━━ THE DATA

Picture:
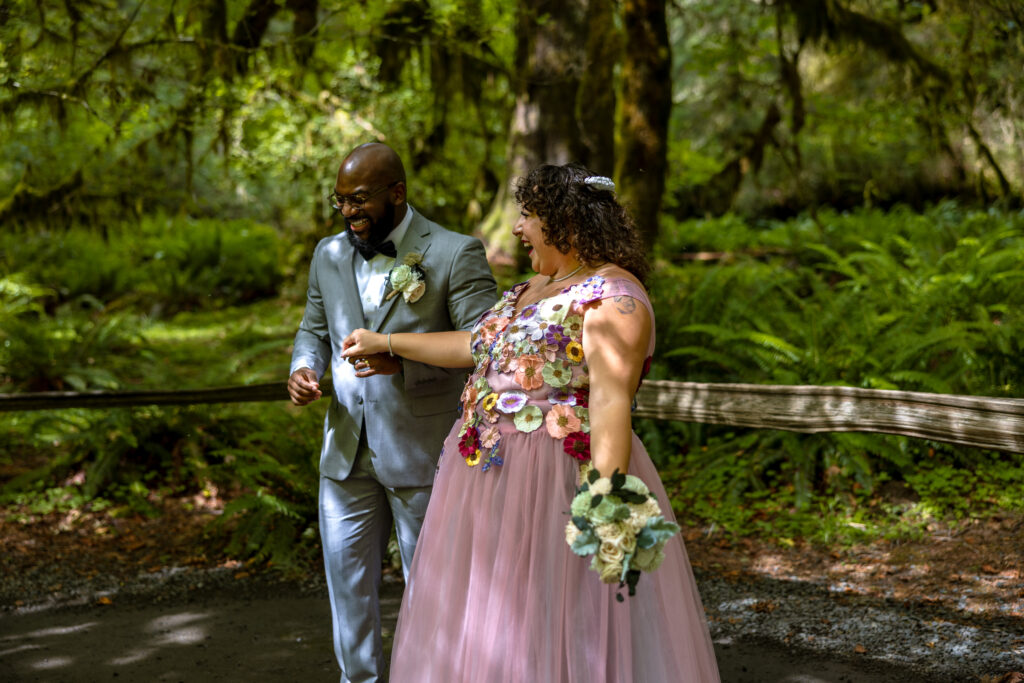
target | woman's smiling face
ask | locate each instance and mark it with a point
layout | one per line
(544, 257)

━━━━

• [TASK PROMPT] For this exercise, transcribe the data exactly but without its pictures.

• [SOLUTION TO THIS EXERCISE]
Picture:
target | woman's smiling face
ask | locate each instance and mark it with a point
layout | one per line
(544, 257)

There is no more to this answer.